(WORK REQUIRED)
Your copy of the data should match it exactly, except that the pictures are gone.

(RECORDS SUPPLIED)
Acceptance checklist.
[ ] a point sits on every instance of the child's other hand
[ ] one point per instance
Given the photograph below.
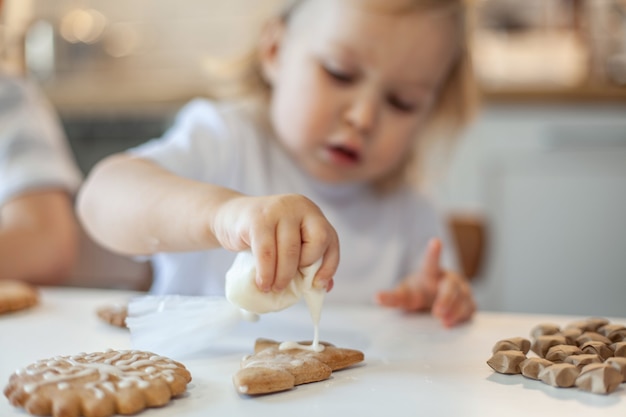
(284, 232)
(447, 294)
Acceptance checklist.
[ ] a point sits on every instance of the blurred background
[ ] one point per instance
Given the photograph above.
(535, 190)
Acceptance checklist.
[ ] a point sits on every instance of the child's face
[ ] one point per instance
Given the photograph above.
(352, 86)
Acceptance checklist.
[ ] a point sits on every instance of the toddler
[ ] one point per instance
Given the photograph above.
(318, 157)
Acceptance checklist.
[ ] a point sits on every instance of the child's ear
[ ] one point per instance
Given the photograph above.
(269, 48)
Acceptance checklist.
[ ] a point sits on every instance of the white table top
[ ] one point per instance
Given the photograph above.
(413, 366)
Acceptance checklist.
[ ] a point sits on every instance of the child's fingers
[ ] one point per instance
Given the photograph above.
(319, 240)
(431, 266)
(454, 302)
(330, 262)
(263, 246)
(409, 299)
(388, 298)
(288, 243)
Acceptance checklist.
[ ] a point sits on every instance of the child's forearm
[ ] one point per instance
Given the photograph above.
(133, 206)
(38, 238)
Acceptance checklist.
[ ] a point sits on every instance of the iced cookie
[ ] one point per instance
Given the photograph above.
(114, 314)
(271, 369)
(16, 295)
(97, 384)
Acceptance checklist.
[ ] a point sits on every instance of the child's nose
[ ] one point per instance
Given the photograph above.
(363, 113)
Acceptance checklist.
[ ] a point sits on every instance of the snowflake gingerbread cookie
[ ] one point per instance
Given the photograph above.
(97, 384)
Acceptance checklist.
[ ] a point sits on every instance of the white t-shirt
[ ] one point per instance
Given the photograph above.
(33, 149)
(382, 239)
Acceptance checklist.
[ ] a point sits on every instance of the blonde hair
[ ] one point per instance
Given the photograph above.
(454, 110)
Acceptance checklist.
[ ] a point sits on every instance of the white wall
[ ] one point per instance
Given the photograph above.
(551, 181)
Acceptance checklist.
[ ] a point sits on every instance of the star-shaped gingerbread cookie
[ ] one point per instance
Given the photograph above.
(271, 369)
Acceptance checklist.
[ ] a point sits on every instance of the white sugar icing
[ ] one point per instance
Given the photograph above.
(242, 291)
(124, 369)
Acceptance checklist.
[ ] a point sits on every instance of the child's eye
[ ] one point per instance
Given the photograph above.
(401, 105)
(338, 75)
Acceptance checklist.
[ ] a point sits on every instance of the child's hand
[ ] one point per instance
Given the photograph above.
(284, 232)
(445, 293)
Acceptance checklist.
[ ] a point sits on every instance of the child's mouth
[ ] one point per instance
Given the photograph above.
(343, 156)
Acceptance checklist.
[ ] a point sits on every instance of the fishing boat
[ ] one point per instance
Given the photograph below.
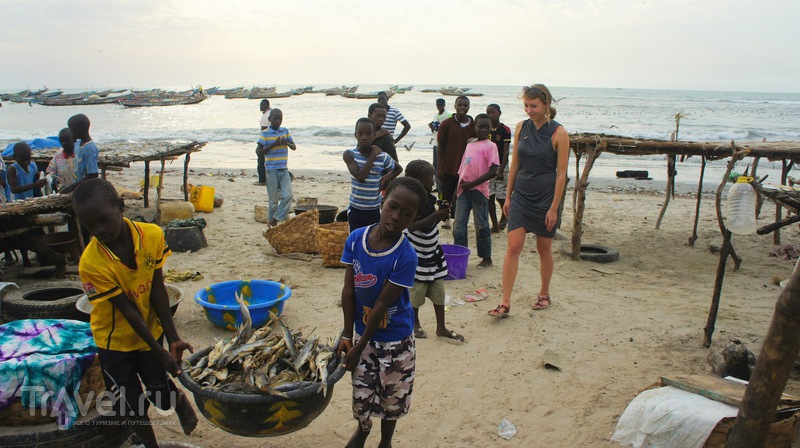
(90, 100)
(152, 102)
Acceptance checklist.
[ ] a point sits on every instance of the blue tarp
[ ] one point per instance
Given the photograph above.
(36, 143)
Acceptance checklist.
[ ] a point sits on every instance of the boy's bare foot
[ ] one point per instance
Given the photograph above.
(358, 439)
(186, 414)
(485, 263)
(450, 334)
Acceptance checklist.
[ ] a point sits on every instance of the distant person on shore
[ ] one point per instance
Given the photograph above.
(62, 166)
(274, 145)
(378, 341)
(501, 136)
(479, 164)
(536, 181)
(383, 139)
(23, 175)
(393, 115)
(121, 272)
(454, 132)
(260, 169)
(86, 152)
(431, 265)
(368, 167)
(440, 116)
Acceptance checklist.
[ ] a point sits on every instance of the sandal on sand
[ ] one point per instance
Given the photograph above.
(501, 311)
(455, 337)
(542, 302)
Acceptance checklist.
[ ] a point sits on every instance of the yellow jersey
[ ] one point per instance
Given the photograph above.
(105, 276)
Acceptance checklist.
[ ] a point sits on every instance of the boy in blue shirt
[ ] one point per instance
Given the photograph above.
(274, 145)
(86, 151)
(378, 320)
(367, 164)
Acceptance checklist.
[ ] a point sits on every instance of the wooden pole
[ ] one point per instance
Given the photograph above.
(580, 190)
(774, 364)
(670, 188)
(158, 190)
(712, 313)
(693, 238)
(577, 176)
(186, 177)
(786, 166)
(146, 183)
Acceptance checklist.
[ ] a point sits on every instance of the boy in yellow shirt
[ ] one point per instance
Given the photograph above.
(121, 274)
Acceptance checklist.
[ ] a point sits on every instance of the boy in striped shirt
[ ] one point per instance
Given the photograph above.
(367, 165)
(423, 234)
(274, 145)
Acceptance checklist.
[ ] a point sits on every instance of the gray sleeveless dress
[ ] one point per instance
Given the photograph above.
(535, 183)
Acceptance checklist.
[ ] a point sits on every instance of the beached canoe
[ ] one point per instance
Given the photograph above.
(154, 102)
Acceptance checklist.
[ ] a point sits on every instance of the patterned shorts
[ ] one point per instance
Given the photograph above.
(383, 381)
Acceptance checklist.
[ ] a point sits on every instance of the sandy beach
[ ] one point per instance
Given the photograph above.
(616, 327)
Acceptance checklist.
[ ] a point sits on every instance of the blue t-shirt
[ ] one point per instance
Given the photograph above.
(367, 195)
(371, 270)
(277, 157)
(26, 178)
(85, 160)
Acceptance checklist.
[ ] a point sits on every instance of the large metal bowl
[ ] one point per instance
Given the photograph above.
(260, 415)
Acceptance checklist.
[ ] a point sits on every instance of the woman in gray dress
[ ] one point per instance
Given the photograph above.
(536, 181)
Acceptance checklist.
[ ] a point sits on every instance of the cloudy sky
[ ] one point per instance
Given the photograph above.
(732, 45)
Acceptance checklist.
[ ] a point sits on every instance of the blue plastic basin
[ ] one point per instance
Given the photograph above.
(261, 296)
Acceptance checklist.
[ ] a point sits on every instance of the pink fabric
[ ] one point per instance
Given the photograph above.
(479, 156)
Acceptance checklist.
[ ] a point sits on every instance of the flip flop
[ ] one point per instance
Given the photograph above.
(500, 312)
(542, 302)
(453, 337)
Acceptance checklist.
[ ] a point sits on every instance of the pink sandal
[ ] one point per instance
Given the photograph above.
(542, 302)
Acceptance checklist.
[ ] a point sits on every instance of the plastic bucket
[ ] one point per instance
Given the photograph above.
(202, 197)
(457, 258)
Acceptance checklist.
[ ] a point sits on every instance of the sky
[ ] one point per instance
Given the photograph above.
(722, 45)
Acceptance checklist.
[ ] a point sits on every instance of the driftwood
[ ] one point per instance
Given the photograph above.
(580, 192)
(772, 370)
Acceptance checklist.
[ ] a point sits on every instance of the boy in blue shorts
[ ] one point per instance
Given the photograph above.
(121, 274)
(274, 145)
(378, 320)
(367, 165)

(OUTPUT OF THE TASK)
Acceptance checklist.
[ ] a point sits on every instance of the child's other hand
[ ] one point per instance
Given the photograph below.
(284, 232)
(447, 294)
Acceptance checklist.
[ ] a point sits on every instance of the blurred background
[ ] one point per instance
Given the photograph above.
(535, 190)
Acceptance checklist.
[ ] a point sits on every instance of the child's face
[ ] one point per instance
Given the photograph above.
(352, 86)
Acceptance checklist.
[ ] a point sits on every instance of the toddler
[ ] one point per instance
Given the photograph above.
(318, 157)
Acceptance checklist.
[ ] a point sits on every instance of the child's ear
[ ] one point per instance
Given the photograph above.
(269, 48)
Acceptance checklist.
[ ] a point sits on every instance of the white table top
[ ] one point per instance
Given the photograph above.
(413, 366)
Acceptance checklist.
[ ] a point sits on every instance of the child's fingers
[ ] one point per instance
Given the photograph above.
(319, 240)
(431, 266)
(454, 302)
(330, 262)
(263, 246)
(409, 299)
(388, 298)
(288, 243)
Acceptance checklist.
[ ] a point sits on every instance of the child's forearm
[ ] one point per instance
Given the photograph above.
(133, 206)
(38, 238)
Acceptance checklist.
[ ] a point sits on every instance of the iced cookie
[ ] one point per instance
Given the photograph above.
(114, 314)
(271, 369)
(16, 295)
(97, 384)
Acceptance checklist.
[ ] a point sits on every instance of the child's nose
[ ] one point per instance
Given the photograph above.
(363, 113)
Acceptance checklist.
[ ] a point sits on every instance of the snowflake gingerbread cookie
[ ] one point per instance
Given the photograph above.
(97, 384)
Acceptance checklist.
[ ] a point sits on every instance of the white t-shirt
[ ] one point per instance
Given the photograph above.
(33, 149)
(382, 239)
Acceptance checklist.
[ ] a point sits on every instance of the blonde hair
[ ] one point per instance
Given the photograph above.
(454, 110)
Acceptance checklist.
[ ] a point sits on every instance of the white wall
[ ] one point per instance
Given the photograph above.
(551, 181)
Acceptance checklist.
[ ] a point sits on every instance of the star-shaped gingerbread cookie
[ ] one point per instance
Given the photograph above.
(271, 369)
Acceptance checklist.
[ ] a point sits on every instance of the white sugar icing
[ ] one point per instance
Given the photograph above.
(242, 291)
(124, 369)
Acceptance checklist.
[ ] a point sits on every instance of the child's eye
[ ] one point per instance
Given the photograph above.
(401, 105)
(338, 75)
Acceptance checklist.
[ ] a point sits on every instance of the child's hand
[ ] one point per instance
Given the photograph above.
(284, 232)
(445, 293)
Acceptance checklist.
[ ] a point sits on every instance of the child's mouth
[ ] one point per instance
Given the photograph above.
(343, 156)
Acceptance checklist.
[ ] a point sits on every instance of the fishing boat
[ ] one point per instance
Given the photograph below.
(90, 100)
(152, 102)
Acceptance checklist.
[ ] a point sits on every instance of the blue tarp
[ ] one point per instance
Given the photograph above.
(36, 143)
Acceptance checklist.
[ ] a point sits on every instance of the boy's bare foot
[ ] one point per instance
Given the photograph above.
(358, 439)
(186, 414)
(485, 263)
(450, 334)
Acceptance checklist.
[ ] a point sits on every instance of the distant person on shore
[ ] one point per instance
Given the photograph above.
(62, 166)
(274, 145)
(378, 341)
(501, 136)
(479, 164)
(536, 181)
(383, 139)
(23, 175)
(393, 115)
(121, 272)
(454, 132)
(260, 169)
(86, 152)
(431, 265)
(368, 167)
(440, 116)
Acceptance checklist.
[ ] a point sits on every instance of the sandal on sand
[ ] one point per instance
Given the photograph above.
(501, 311)
(455, 337)
(542, 302)
Acceptance checklist.
[ ] a point sits on every instance of the yellow jersey
[ ] one point per instance
Given the photograph above.
(105, 276)
Acceptance checklist.
[ ] a point sits on every instance of the boy in blue shirt
[ ] one point per instance
Given the photograph above.
(274, 145)
(86, 151)
(378, 320)
(367, 164)
Acceptance checklist.
[ ] a point sits on every instance of the wooden pole
[ ] one point per instance
Given the photograph above.
(580, 190)
(774, 364)
(670, 188)
(158, 190)
(712, 313)
(693, 238)
(577, 176)
(186, 177)
(786, 166)
(146, 183)
Acceptance checklist.
[ ] a point sits on every instance of the boy in yellow shirt
[ ] one point per instance
Given the photograph above.
(121, 274)
Acceptance checklist.
[ ] a point sits on every instance of the boy in striped shirt
[ ] one point per instance
Given the photograph above.
(367, 165)
(423, 234)
(274, 145)
Acceptance checklist.
[ ] a point sits on every instance of the gray sleeveless dress
[ ] one point per instance
Given the photograph above.
(535, 183)
Acceptance checklist.
[ ] a point sits on every instance of the beached canoe
[ ] one point per instance
Given the photograph above.
(154, 102)
Acceptance checklist.
[ ] a point sits on every instance of the patterned shorts
[ ] one point per instance
Given the photograph above.
(383, 381)
Acceptance checklist.
[ ] a point sits on every instance of the sandy beach
[ ] one point per instance
Given the photograph above.
(616, 327)
Acceptance checklist.
[ ] a point sits on every instance of the blue t-shirt
[ ] one point per instance
Given the photograph above.
(367, 195)
(371, 270)
(277, 157)
(26, 178)
(85, 160)
Acceptance checklist.
[ ] a point sits on every instance of the large metal bowl
[ ] one point per instance
Given the photograph above.
(260, 415)
Acceptance checklist.
[ ] a point sits on every instance of the woman in gray dress
[ ] one point per instance
Given the photograph above.
(536, 181)
Acceptance checklist.
[ ] a point sits on every instance of the cloudy sky
[ ] one point per instance
Given the photograph above.
(732, 45)
Acceptance checklist.
[ ] a point sits on every instance of the blue plastic basin
[ ] one point per instance
Given the photograph above.
(261, 296)
Acceptance checklist.
[ ] a point sits on every instance of the pink fabric
[ ] one point per instance
Given the photograph above.
(479, 156)
Acceptance checklist.
[ ] a point sits on every instance of the flip flop
[ ] one point per instance
Given the photograph above.
(500, 312)
(542, 302)
(453, 337)
Acceptance checklist.
[ ] a point sits on every instance of the pink sandal
[ ] one point per instance
Given the photograph above.
(542, 302)
Acceptance checklist.
[ ] a point sits on every instance of the plastic bucket
[ ] one point per instance
Given the photograph above.
(202, 197)
(457, 258)
Acceptance checklist.
[ ] a point sits on every instance of the sky
[ ] one point per instance
Given the photograph above.
(722, 45)
Acceptance checklist.
[ ] a point sits on every instance of the driftwood
[ ] one point per instance
Given the photograph above.
(580, 192)
(772, 370)
Acceptance checklist.
[ ] a point sits on every instance of the boy in blue shorts
[ ] one point per instance
Given the photograph above.
(121, 274)
(274, 145)
(378, 320)
(367, 165)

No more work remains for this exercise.